→ **Dataset records**

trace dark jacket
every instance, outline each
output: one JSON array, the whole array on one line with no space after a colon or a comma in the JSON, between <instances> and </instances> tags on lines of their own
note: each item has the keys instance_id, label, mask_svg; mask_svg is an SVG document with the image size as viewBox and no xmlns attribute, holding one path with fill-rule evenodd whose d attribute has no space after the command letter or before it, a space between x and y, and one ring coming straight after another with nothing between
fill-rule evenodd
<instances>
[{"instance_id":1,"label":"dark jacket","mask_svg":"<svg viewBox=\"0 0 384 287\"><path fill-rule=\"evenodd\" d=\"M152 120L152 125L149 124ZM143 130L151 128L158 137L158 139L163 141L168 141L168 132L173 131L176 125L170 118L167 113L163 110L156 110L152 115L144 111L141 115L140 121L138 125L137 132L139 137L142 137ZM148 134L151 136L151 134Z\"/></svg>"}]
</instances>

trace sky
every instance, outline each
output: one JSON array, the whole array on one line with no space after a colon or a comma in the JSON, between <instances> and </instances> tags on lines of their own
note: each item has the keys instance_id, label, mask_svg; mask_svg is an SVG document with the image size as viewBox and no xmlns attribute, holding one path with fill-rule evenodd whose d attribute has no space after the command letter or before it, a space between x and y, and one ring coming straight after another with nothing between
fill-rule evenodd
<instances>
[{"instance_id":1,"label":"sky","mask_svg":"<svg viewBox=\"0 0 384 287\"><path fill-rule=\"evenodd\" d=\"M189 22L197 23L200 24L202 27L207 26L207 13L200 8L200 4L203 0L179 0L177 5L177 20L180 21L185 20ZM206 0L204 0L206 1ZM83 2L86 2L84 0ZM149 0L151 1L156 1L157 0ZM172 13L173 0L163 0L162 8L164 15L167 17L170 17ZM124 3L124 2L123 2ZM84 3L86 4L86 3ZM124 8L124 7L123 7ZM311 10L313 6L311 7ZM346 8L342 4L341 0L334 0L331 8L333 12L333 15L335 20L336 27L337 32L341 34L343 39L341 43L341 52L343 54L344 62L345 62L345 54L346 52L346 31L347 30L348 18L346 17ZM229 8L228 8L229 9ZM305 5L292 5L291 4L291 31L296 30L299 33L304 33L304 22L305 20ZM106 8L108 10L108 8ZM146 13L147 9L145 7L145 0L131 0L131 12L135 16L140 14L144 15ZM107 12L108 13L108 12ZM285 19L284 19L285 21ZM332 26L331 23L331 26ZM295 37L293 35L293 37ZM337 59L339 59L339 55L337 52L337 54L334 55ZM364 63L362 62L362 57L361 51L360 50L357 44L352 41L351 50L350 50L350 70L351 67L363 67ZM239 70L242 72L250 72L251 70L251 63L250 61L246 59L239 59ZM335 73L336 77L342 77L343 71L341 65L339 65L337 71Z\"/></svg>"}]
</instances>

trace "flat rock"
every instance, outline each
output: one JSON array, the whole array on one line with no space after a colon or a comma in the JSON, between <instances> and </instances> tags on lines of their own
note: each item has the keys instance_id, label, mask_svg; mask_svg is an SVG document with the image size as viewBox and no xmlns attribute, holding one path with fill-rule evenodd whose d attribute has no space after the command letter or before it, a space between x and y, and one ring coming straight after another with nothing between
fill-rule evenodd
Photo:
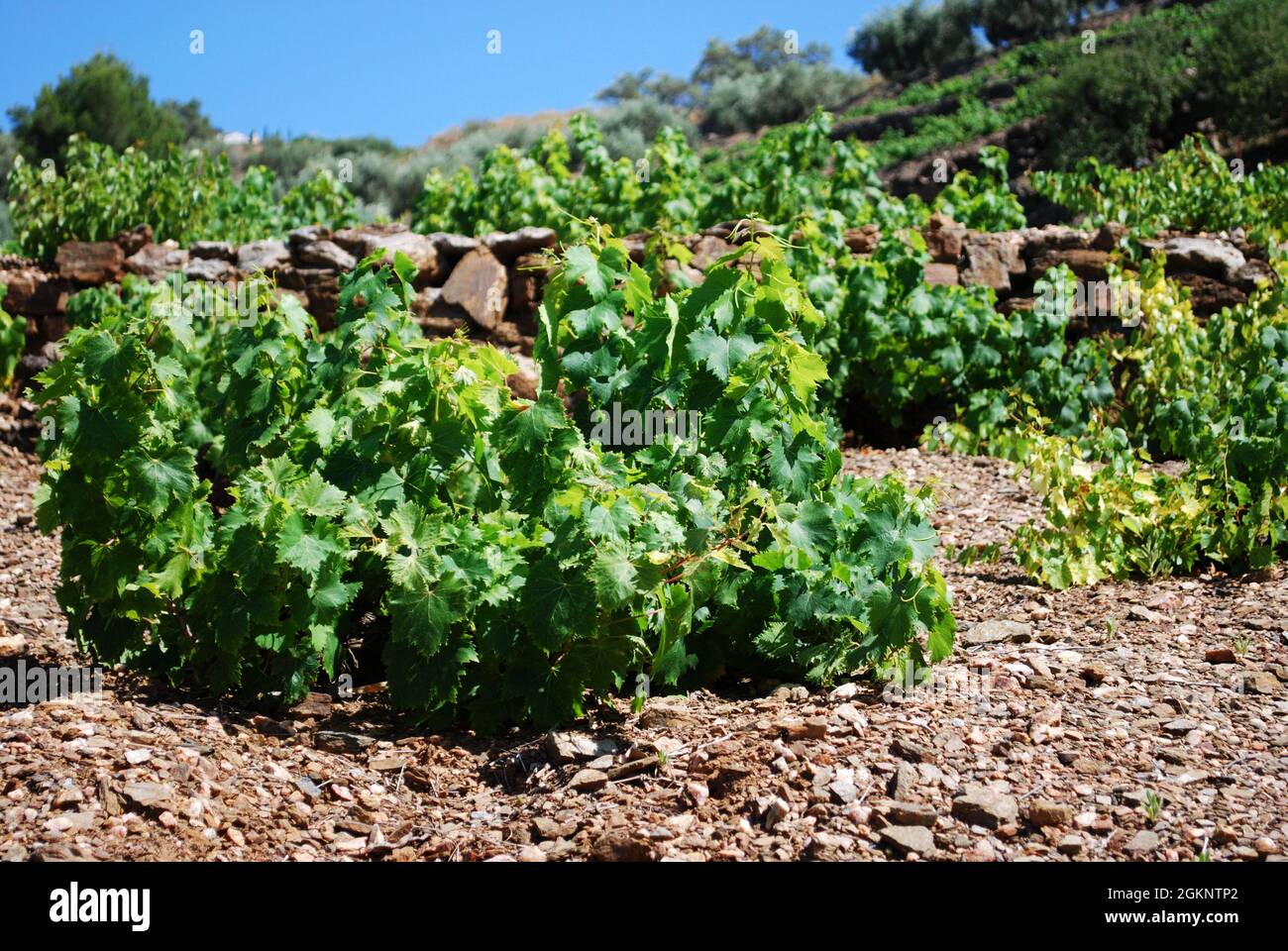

→ **Written problem**
Transcribe the material exactly, and leave out whatever pictures it holds.

→ **Exercise output**
trace dark jacket
every instance, outline each
output: one JSON array, the whole array on one line with no space after a colon or a comma in the JSON, between <instances> and </instances> tags on lines of their own
note: each item has the keys instance_id, label, mask_svg; mask_svg is an SVG document with the image size as viewBox and no xmlns attribute, holding one path with fill-rule evenodd whose d attribute has no space after the command letter or before it, a space between x and y, and one ring coming straight after another with nothing between
fill-rule evenodd
<instances>
[{"instance_id":1,"label":"dark jacket","mask_svg":"<svg viewBox=\"0 0 384 287\"><path fill-rule=\"evenodd\" d=\"M152 120L152 125L149 124ZM143 130L151 128L158 137L158 139L163 141L168 141L168 132L173 131L176 125L170 118L167 113L163 110L156 110L152 115L144 111L141 115L140 121L138 125L137 132L139 137L142 137ZM148 134L151 136L151 134Z\"/></svg>"}]
</instances>

trace sky
every instance, outline each
output: one JSON array, the whole array on one line with no space after a colon or a comma in the JSON, between <instances> and </instances> tags on lines of their own
note: each item has the keys instance_id, label, mask_svg; mask_svg is an SVG document with the image size as viewBox and no xmlns attribute, holding one path with fill-rule evenodd whose d attribute has no space after the command letter or before it, a space between x and y, and one ring coming straight after another with nothing between
fill-rule evenodd
<instances>
[{"instance_id":1,"label":"sky","mask_svg":"<svg viewBox=\"0 0 384 287\"><path fill-rule=\"evenodd\" d=\"M189 22L197 23L200 24L202 27L207 26L207 13L200 8L200 4L203 0L179 0L177 5L177 20L180 21L185 20ZM206 0L204 0L206 1ZM83 2L86 2L84 0ZM149 0L151 1L156 1L157 0ZM172 13L173 0L163 0L162 8L164 15L167 17L170 17ZM124 3L124 2L123 2ZM84 3L86 4L86 3ZM124 8L124 7L123 7ZM311 10L313 6L311 7ZM346 8L342 4L341 0L334 0L331 8L333 12L333 15L335 20L336 27L337 32L341 34L343 39L341 43L341 52L343 54L344 62L345 62L345 54L346 52L346 31L347 30L348 18L346 17ZM229 8L228 8L229 9ZM305 5L292 5L291 4L291 31L296 30L299 33L304 33L304 22L305 20ZM106 8L108 10L108 8ZM146 13L147 9L145 7L145 0L131 0L131 12L135 16L140 14L144 15ZM107 12L108 13L108 12ZM285 19L284 19L285 21ZM332 26L331 23L331 26ZM295 37L293 35L293 37ZM337 59L339 59L339 55L337 52L337 54L334 55ZM364 63L362 62L362 57L361 51L360 50L357 44L352 41L351 50L350 50L350 70L351 67L363 67ZM239 70L242 72L250 72L251 70L251 63L250 61L246 59L239 59ZM335 73L336 77L342 77L343 71L341 65L339 65L337 71Z\"/></svg>"}]
</instances>

trace "flat rock"
every instance, outline each
output: one JSON array, the whole array on one line with no space after a colon or a comma in the JSON, between <instances> and </instances> tags on lines of their own
note: each item has the keys instance_id, label, mask_svg; mask_svg is an SVG document with the image size as viewBox and no xmlns attribute, holding one path with fill-rule evenodd whose d attribute has no space after the command letter or before it, a space between x and y, and one ring coming straight after another with nothing between
fill-rule evenodd
Photo:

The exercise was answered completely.